### Problem details
Extract every line of the data below and reproduce each one verbatim, keeping the original order.
── Dataset entries
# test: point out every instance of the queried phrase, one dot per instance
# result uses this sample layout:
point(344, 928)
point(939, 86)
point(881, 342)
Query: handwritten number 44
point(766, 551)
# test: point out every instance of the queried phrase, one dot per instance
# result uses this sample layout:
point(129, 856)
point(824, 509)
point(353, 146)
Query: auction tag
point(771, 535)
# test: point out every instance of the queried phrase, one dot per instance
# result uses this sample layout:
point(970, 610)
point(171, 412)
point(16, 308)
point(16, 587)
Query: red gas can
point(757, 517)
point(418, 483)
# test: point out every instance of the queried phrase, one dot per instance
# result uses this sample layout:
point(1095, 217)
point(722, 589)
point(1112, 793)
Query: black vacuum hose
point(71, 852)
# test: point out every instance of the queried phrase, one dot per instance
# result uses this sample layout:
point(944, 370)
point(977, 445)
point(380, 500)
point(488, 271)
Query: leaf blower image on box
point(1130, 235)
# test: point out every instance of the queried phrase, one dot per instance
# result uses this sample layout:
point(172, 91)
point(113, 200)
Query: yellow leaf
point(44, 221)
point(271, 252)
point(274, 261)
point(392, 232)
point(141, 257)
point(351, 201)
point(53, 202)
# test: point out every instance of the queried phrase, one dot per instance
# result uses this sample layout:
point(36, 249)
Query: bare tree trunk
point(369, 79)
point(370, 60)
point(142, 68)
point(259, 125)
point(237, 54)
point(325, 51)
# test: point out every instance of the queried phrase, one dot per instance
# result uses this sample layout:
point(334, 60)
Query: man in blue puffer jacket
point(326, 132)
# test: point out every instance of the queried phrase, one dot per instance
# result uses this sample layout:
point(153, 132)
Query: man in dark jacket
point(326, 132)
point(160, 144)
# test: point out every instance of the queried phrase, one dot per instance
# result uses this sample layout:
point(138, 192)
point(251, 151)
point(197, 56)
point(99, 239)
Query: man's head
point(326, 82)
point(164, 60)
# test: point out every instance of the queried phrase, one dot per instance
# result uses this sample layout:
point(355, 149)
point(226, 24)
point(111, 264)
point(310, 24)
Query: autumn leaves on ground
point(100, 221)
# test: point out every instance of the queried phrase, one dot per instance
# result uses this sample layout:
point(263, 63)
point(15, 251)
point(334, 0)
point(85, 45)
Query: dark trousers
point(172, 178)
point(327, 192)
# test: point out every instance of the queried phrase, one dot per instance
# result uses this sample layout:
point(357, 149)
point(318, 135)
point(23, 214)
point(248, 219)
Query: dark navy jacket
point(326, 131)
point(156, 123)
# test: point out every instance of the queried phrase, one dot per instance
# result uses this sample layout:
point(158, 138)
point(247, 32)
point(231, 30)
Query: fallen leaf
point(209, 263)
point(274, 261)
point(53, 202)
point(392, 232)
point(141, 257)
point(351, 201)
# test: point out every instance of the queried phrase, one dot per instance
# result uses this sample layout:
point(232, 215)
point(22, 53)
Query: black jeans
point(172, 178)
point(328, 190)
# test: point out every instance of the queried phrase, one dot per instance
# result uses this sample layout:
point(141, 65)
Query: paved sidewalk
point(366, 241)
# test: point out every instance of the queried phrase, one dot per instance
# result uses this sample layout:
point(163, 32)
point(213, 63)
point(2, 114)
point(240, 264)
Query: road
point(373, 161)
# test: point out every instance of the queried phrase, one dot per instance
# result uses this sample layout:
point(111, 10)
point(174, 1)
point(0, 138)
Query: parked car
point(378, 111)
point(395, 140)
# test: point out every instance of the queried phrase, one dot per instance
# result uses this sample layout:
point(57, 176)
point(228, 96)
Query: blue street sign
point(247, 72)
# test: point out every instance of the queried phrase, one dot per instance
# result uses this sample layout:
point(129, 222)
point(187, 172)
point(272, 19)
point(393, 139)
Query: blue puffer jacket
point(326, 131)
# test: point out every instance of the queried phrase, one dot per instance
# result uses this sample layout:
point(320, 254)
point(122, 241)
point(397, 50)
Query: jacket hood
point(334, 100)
────
### Task output
# test: point out every instance of the queried phrase, one dot per instance
# result uses this sample layout:
point(344, 928)
point(939, 86)
point(881, 342)
Query: handwritten number 44
point(766, 551)
# test: point out every instance of the queried phrase, one dot per instance
# result uses this sample layout:
point(129, 856)
point(824, 509)
point(353, 146)
Query: auction tag
point(771, 535)
# test: point out every instance of the queried phrase, one dot per instance
# result uses this sample layout:
point(970, 610)
point(171, 412)
point(16, 308)
point(16, 587)
Query: red gas can
point(757, 517)
point(418, 483)
# test: point out every instance of the queried phrase, one dot per instance
# result uses this sample layout:
point(1095, 217)
point(722, 589)
point(1112, 793)
Query: black vacuum hose
point(71, 852)
# test: point out every instance of the queried phrase, one dot per instance
# result uses this sample layout:
point(944, 370)
point(977, 445)
point(380, 500)
point(488, 271)
Query: leaf blower image on box
point(1130, 235)
# test: point out every instance of the queried phrase, one dot per instance
# result uses this sample layout:
point(172, 91)
point(113, 200)
Query: yellow leaf
point(44, 221)
point(271, 252)
point(274, 261)
point(392, 232)
point(141, 257)
point(351, 201)
point(53, 202)
# test: point out every instance of the queried phrase, one dot per instance
# result uses this sample layout:
point(36, 249)
Query: bare tree trunk
point(369, 79)
point(370, 60)
point(142, 68)
point(259, 125)
point(237, 54)
point(325, 51)
# test: point out every instance of the queried phrase, one dot per instance
# result uses this sample layout:
point(334, 60)
Query: man in blue puffer jacket
point(326, 132)
# test: point out every instance of the queried phrase, one dot per instance
# result uses this sample layout:
point(153, 132)
Query: man in dark jacket
point(326, 132)
point(160, 144)
# test: point out every instance of the queried phrase, one dot per instance
# result uses this sample layout:
point(138, 192)
point(251, 151)
point(197, 56)
point(99, 239)
Query: man's head
point(326, 82)
point(164, 60)
# test: point out every instance of the queried phrase, one dot per instance
# result uses this sample layout:
point(355, 149)
point(226, 24)
point(111, 264)
point(310, 24)
Query: autumn leaves on ground
point(100, 221)
# test: point out every instance of the queried phrase, one dot per instance
# result uses this sample layout:
point(263, 63)
point(15, 251)
point(334, 0)
point(85, 45)
Query: dark trousers
point(172, 178)
point(327, 192)
# test: point out every instance of the queried phrase, one dot per instance
# result uses this sample layout:
point(357, 149)
point(318, 135)
point(23, 214)
point(248, 219)
Query: dark navy jacket
point(326, 131)
point(156, 123)
# test: point out every instance of the queried phrase, one dot per instance
# result uses this sample layout:
point(158, 138)
point(247, 32)
point(231, 30)
Query: fallen leaf
point(209, 263)
point(274, 261)
point(53, 202)
point(392, 232)
point(141, 257)
point(351, 201)
# test: point out every instance of the queried phrase, one dot per instance
# result uses this sample layout:
point(232, 215)
point(22, 53)
Query: black jeans
point(172, 178)
point(328, 190)
# test: point out every instance of the queried phrase, one dot per instance
# result uses this sample layout:
point(141, 65)
Query: paved sidewalk
point(366, 241)
# test: point out every instance of the queried phrase, one dot per instance
# result uses this sample layout:
point(163, 32)
point(213, 63)
point(2, 114)
point(240, 264)
Query: road
point(373, 161)
# test: point out every instance of the queried phrase, one dot per instance
# result uses this sample layout:
point(111, 10)
point(174, 1)
point(0, 138)
Query: parked car
point(378, 111)
point(395, 140)
# test: point out every instance of the queried phrase, one dot per instance
# result uses this sample layout:
point(57, 176)
point(228, 96)
Query: blue street sign
point(247, 72)
# test: point out every instance of the queried phrase, one dot per instance
# result uses this sample layout:
point(129, 222)
point(187, 172)
point(272, 19)
point(393, 139)
Query: blue puffer jacket
point(326, 131)
# test: point out every instance of the queried phrase, one dot per instance
# result uses this sample layout:
point(320, 254)
point(122, 241)
point(397, 50)
Query: jacket hood
point(334, 100)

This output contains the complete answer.